▶ _Textblock_:

____________________

VwGH 92/01/0821

VwGH92/01/082130.11.1992

Der Verwaltungsgerichtshof hat durch den Vorsitzenden Senatspräsident Dr. Großmann und die Hofräte Dr. Dorner, Dr. Kremla, Dr. Steiner und Dr. Mizner als Richter, im Beisein des Schriftführers Mag. Lammer, über die Beschwerde des J in L, vertreten durch Dr. H, Rechtsanwalt in L, gegen den Bescheid des Bundesministers für Inneres vom 12. Juli 1992, Zl. 4.306.795/2-III/13/91, betreffend Asylgewährung, zu Recht erkannt:

Normen

AsylG 1991 §1;
FlKonv Art1 AbschnA Z2;
AsylG 1991 §1;
FlKonv Art1 AbschnA Z2;

 

Spruch:

Die Beschwerde wird als unbegründet abgewiesen.

Der Beschwerdeführer hat dem Bund Aufwendungen in der Höhe von S 505,-- binnen zwei Wochen bei sonstiger Exekution zu ersetzen.

____________________

▶ _Eingabezeilen_:
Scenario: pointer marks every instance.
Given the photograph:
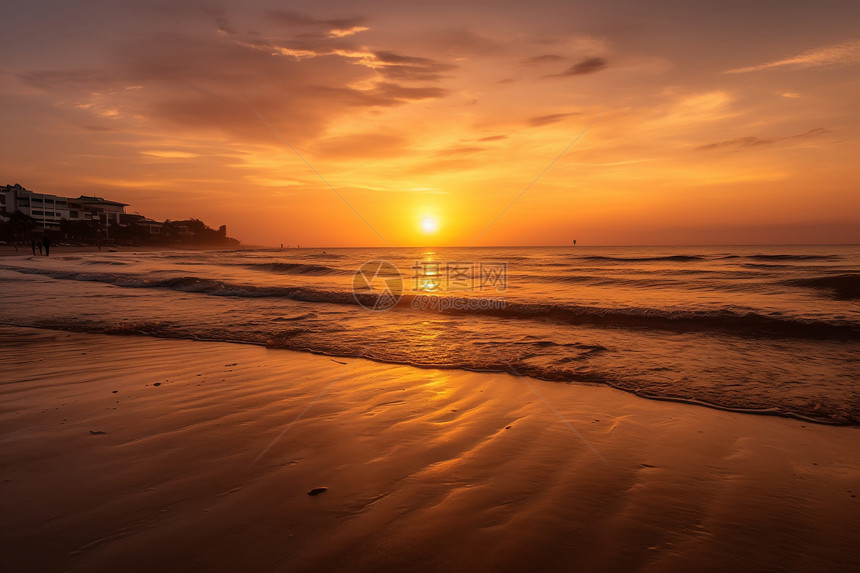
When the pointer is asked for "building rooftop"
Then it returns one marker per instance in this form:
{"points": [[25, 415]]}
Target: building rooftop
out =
{"points": [[99, 200]]}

____________________

▶ _Schriftliche Aufgaben_:
**1)** Schreiben Sie die gesamte Auflistung Zeile für Zeile zeichengenau ab, lassen Sie dabei aber die Bilder weg.
**2)** Setzen Sie die Entscheidung des Verwaltungsgerichtshofs über die Asylgewährung im Anschluss an ihren letzten Satz fort.
Die Entscheidung des Verwaltungsgerichtshofs und die Auflistung sind voneinander unabhängiges Material.

▶ _Antworten der Reihe_:
**1)**
Scenario: pointer marks every instance.
Given the photograph:
When the pointer is asked for "building rooftop"
Then it returns one marker per instance in this form:
{"points": [[25, 415]]}
Target: building rooftop
out =
{"points": [[99, 200]]}

**2)**
Begründung

Der Beschwerdeführer, ein nigerianischer Staatsangehöriger, reiste am 9. Dezember 1990, aus Ungarn kommend, in das österreichische Bundesgebiet ein und stellte am 11. Dezember 1990 einen Asylantrag. Bei seiner am 17. Dezember 1990 von der Sicherheitsdirektion für das Bundesland Niederösterreich durchgeführten niederschriftlichen Befragung gab der Beschwerdeführer im wesentlichen folgendes an:

Er habe keiner politischen oder militärischen Organisation angehört und in seiner Heimat seine Religion frei ausüben können. Er sei nicht politisch verfolgt worden, habe keiner Minderheit angehört und auch keine finanziellen Schwierigkeiten gehabt.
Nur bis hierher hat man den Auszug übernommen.